*Petunjuk dan Ketentuan*. Sebutkan semua hal yang, menurut teks tentang Ramadan di bawah, diajarkan oleh bulan Ramadan secara esensial.

*Teks Bacaan*.

·····

Setiap tahun, Ramadan datang membawa keberkahan bagi umat Islam. Bulan suci ini bukan sekadar momen meningkatkan ibadah, tetapi juga saat di mana nilai-nilai sosial dan ekonomi seharusnya bertransformasi ke arah yang lebih adil. Namun, yang terjadi justru sebaliknya: Ramadan kini lebih identik dengan konsumsi berlebihan, kenaikan harga barang, dan eksploitasi ekonomi oleh kelompok tertentu.
Pasar menjadi ajang perburuan keuntungan dengan dalih meningkatnya permintaan. Harga bahan pokok melonjak, promosi besar-besaran menggoda masyarakat untuk berbelanja lebih banyak, dan industri ritel memanfaatkan euforia Ramadan untuk meraup laba maksimal. Apakah ini wajar dalam perspektif Islam? Ataukah ini justru menunjukkan wajah kapitalisme yang semakin jauh dari nilai-nilai keadilan ekonomi Islam?
1. Ramadan: Antara Momentum Spiritual dan Konsumerisme Berlebihan
Secara esensial, Ramadan adalah bulan yang mengajarkan kesederhanaan, berbagi, dan pengendalian diri. Namun, realitas menunjukkan hal yang bertolak belakang. Berdasarkan data dari Badan Pusat Statistik (BPS), pengeluaran rumah tangga masyarakat Indonesia selama Ramadan meningkat sekitar 20–30% dibanding bulan biasa. Fenomena ini juga terjadi di berbagai negara mayoritas Muslim lainnya.
Alih-alih menahan diri, masyarakat justru lebih boros dalam belanja makanan, pakaian, dan kebutuhan lainnya. Supermarket dan pusat perbelanjaan berlomba menawarkan diskon, promosi, dan paket Ramadan yang secara psikologis mendorong masyarakat untuk mengonsumsi lebih banyak.

·····

(Entri pelabelan posisi objek)
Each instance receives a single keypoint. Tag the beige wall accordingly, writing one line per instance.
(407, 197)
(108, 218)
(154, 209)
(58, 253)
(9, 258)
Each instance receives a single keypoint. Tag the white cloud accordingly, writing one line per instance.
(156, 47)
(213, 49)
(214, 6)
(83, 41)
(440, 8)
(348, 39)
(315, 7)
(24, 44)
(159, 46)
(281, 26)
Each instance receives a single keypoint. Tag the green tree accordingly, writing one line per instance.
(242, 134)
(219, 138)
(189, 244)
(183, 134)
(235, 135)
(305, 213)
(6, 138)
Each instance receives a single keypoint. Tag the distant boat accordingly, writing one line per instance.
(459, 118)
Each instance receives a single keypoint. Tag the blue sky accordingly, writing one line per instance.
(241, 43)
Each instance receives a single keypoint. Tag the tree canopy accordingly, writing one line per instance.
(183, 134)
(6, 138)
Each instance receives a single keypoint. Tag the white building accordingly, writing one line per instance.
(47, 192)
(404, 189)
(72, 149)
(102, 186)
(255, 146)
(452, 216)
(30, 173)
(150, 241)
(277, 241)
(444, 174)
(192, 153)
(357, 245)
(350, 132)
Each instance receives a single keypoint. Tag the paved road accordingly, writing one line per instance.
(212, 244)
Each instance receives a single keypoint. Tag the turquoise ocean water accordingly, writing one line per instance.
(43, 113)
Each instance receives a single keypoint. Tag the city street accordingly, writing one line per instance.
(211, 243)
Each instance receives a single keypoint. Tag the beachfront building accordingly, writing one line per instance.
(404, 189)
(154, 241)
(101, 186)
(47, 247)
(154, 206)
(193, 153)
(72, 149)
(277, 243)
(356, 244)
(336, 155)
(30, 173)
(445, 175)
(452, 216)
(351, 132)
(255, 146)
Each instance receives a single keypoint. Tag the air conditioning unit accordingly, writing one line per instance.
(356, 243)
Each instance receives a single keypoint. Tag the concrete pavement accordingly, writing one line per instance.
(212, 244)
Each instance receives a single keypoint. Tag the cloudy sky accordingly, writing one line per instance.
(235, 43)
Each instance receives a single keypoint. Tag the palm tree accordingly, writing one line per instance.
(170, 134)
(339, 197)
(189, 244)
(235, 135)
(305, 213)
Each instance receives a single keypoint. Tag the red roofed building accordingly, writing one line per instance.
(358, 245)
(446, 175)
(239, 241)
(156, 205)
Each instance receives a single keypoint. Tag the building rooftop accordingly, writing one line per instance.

·····

*Hasil Latihan*. Kesederhanaan, berbagi, dan pengendalian diri.